▶ _DATA FOR THE TASK_
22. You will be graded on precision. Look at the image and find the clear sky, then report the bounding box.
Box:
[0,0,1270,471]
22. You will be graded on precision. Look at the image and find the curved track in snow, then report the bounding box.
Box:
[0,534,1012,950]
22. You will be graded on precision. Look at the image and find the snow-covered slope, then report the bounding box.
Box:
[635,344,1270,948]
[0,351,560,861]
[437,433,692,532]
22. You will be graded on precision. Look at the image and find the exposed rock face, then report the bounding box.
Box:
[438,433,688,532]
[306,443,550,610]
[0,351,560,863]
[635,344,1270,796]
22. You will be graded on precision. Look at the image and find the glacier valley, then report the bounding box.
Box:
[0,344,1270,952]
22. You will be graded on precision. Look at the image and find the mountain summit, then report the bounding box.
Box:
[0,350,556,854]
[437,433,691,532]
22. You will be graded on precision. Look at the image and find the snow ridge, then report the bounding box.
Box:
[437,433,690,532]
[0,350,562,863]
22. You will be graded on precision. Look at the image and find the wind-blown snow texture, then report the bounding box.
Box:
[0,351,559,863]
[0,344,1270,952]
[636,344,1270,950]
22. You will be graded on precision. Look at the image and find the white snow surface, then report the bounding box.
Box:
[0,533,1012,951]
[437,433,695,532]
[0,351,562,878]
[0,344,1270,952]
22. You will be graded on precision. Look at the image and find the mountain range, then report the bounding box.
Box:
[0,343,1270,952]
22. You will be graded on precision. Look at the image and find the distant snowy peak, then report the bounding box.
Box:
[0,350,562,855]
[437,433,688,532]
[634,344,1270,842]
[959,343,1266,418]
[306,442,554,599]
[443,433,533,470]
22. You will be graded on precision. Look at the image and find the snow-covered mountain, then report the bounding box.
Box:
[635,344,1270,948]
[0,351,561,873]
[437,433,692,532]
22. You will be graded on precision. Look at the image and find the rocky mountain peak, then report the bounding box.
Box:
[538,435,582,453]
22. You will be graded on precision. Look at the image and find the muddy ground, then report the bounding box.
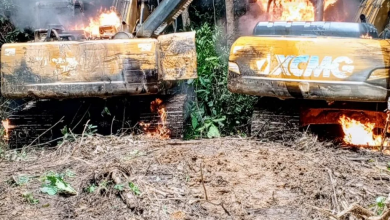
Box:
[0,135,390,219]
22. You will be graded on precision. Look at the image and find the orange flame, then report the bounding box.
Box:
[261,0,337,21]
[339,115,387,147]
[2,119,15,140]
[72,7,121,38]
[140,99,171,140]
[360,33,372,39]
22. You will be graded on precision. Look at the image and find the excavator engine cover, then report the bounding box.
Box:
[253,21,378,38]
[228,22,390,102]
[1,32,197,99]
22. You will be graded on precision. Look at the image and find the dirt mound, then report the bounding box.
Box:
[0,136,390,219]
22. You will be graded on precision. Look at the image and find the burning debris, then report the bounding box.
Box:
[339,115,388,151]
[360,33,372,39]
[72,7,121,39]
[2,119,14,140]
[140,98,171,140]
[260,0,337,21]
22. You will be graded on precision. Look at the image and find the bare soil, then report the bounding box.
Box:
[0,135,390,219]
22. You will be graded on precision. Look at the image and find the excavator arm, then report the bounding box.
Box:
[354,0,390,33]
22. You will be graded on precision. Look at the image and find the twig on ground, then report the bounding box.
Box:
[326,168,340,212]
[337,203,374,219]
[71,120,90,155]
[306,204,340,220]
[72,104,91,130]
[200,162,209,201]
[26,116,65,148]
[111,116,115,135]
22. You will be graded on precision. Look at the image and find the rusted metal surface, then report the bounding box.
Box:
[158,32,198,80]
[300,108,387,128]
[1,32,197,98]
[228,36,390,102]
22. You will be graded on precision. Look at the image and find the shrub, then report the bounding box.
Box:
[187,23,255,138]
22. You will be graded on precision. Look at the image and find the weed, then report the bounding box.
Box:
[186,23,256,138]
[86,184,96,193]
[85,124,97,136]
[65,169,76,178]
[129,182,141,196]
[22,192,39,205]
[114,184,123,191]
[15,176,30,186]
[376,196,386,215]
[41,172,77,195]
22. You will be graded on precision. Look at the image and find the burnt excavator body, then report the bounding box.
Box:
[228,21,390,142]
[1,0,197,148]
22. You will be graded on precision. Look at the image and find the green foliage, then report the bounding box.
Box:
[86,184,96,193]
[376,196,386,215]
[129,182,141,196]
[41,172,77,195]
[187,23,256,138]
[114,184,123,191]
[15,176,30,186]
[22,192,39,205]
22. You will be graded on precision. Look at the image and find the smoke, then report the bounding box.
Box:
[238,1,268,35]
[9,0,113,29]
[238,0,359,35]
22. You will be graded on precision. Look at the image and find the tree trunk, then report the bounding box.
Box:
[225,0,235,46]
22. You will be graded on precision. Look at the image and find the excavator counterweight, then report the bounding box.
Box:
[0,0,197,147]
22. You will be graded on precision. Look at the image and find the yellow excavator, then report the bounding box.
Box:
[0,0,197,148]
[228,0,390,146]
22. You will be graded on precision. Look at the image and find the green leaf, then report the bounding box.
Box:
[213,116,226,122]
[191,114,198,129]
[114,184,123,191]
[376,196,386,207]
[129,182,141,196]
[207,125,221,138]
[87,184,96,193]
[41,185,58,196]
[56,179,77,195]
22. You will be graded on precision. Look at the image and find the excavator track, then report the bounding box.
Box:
* * *
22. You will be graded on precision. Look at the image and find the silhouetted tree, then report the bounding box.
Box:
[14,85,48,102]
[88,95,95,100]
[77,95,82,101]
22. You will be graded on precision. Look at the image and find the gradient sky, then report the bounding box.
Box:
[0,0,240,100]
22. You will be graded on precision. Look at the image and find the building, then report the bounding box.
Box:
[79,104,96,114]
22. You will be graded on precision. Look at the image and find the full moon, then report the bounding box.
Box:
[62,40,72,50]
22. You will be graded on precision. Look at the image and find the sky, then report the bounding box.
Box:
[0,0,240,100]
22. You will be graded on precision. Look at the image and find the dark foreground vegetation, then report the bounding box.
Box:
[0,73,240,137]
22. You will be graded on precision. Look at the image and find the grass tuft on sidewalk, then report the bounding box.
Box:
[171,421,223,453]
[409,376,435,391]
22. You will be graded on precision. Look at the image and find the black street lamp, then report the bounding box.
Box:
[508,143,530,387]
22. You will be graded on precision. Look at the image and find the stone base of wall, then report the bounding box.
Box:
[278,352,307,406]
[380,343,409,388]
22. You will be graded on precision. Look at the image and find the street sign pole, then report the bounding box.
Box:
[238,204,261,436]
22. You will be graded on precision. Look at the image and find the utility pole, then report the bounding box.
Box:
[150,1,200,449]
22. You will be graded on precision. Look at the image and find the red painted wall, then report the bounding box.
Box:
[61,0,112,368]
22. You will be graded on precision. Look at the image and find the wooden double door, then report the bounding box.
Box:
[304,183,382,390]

▶ _GOAL_
Put the lines of the records above into a Markdown table with the columns Index and Content, giving each line a number and leaving out blank lines. Begin at the line that has "arm, then report the bounding box." and stop after the line that has "[354,0,390,33]".

▶ _SOLUTION TO THIS PROBLEM_
| Index | Content |
|---|---|
| 1 | 22. You will be graded on precision. Look at the image and find the excavator arm, then report the bounding box. |
| 2 | Box: |
| 3 | [354,0,390,33] |